> [Article]:
Python Programming

The Language
That Reads Like English

Python is a high-level, interpreted programming language known for its clean, readable syntax. It's the world's most popular language for data science, automation, web development, and AI.

Think of it as pseudocode that actually runs. Python enforces readability through indentation, ships with a massive standard library, and has one of the largest package ecosystems on the planet.

# Your first Python program
print("Hello, World!")
> Hello, World!
00 / The Origins

A Holiday Project That Took Over the World

Python was born in the late 1980s as a hobby project. Guido van Rossum started writing it during the Christmas holidays while looking for a programming project to keep himself occupied.

Guido's Design Goals

  • Simple and easy to read — code should be readable like English prose.
  • Interactive top-level shell for fast experimentation.
  • Extensible — easily embed C/C++ code when speed matters.
  • Batteries included — rich standard library from day one.
"Python is an experiment in how much freedom programmers need. Too much freedom and nobody can read anyone else's code; too little and expressiveness is lost."

— Guido van Rossum

Named after Monty Python's Flying Circus, not the snake.

Timeline

1991
v0.9 released
2000
Python 2.0
2008
Python 3.0
2020+
Python 3 era
00.5 / Installation

Getting Python Running

Python runs everywhere. Select your operating system for installation instructions.

1. Download the Installer

Visit python.org/downloads and grab the latest Python 3 installer for Windows.

⚠️ Check "Add Python to PATH" during installation — this is critical.

2. Verify Installation

python --version
Python 3.x.x

3. Install a Package

pip is Python's package manager, included automatically.

> [Data segment]:
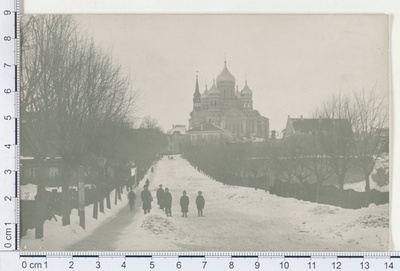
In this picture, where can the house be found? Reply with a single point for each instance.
(210, 133)
(303, 126)
(176, 138)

> [Tasks for this exercise]:
- A) Answer these questions about the Python page:
(i) During which holidays did Guido van Rossum start writing Python?
(ii) What is Python named after?
(iii) Which option does the page say to check during installation on Windows?
- B) Write out the part of the Python page that opens with the words containing "Think of it" and closes with "keep himself occupied.".

> [Exercise results]:
- A)
(i) The Christmas holidays.
(ii) Monty Python's Flying Circus.
(iii) "Add Python to PATH".

- B)
Think of it as pseudocode that actually runs. Python enforces readability through indentation, ships with a massive standard library, and has one of the largest package ecosystems on the planet.

# Your first Python program
print("Hello, World!")
> Hello, World!
00 / The Origins

A Holiday Project That Took Over the World

Python was born in the late 1980s as a hobby project. Guido van Rossum started writing it during the Christmas holidays while looking for a programming project to keep himself occupied.